Your instructions:
Look below for the line that contains "Pick out the jersey", then copy it and each following line exactly, through and including the line that contains "pixel 265 165".

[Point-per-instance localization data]
——
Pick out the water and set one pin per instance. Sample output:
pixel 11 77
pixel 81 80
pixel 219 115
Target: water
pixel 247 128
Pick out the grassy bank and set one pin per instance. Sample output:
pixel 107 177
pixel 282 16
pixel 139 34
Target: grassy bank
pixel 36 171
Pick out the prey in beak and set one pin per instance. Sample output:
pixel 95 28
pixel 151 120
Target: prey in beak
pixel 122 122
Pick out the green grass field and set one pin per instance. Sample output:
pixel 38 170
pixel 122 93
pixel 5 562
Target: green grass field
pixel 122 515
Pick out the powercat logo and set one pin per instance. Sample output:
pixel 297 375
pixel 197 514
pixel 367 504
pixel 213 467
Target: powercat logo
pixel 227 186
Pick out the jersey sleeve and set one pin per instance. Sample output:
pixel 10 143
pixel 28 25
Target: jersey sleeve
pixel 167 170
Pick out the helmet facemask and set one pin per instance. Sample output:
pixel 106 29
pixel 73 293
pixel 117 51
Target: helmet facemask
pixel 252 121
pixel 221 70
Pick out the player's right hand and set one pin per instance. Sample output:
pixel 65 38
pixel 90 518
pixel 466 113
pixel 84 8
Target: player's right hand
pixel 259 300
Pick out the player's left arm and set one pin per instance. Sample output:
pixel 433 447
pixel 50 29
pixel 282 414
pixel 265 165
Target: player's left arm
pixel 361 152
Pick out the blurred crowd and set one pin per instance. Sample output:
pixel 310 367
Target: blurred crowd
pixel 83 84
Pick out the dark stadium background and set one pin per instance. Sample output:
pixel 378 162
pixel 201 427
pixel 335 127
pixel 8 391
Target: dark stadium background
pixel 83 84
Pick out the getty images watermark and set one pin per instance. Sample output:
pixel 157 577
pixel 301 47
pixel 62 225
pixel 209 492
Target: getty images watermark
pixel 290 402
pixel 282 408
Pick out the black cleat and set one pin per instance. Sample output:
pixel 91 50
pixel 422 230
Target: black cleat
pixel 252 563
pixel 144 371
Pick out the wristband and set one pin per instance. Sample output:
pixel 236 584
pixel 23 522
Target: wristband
——
Response to the exercise:
Pick out the jersey sleeve and set one pin per instance. Sample output:
pixel 10 143
pixel 28 25
Target: jersey sleeve
pixel 167 170
Pick out the helmet facemask and set one pin per instance. Sample output:
pixel 106 29
pixel 73 293
pixel 117 51
Target: helmet facemask
pixel 252 121
pixel 221 70
Pick out the player's right hand and set one pin per instance. Sample output:
pixel 65 38
pixel 90 518
pixel 466 113
pixel 84 8
Target: player's right hand
pixel 259 300
Pick out the player's left arm and set one pin per instance. Sample output:
pixel 433 447
pixel 50 29
pixel 282 414
pixel 265 165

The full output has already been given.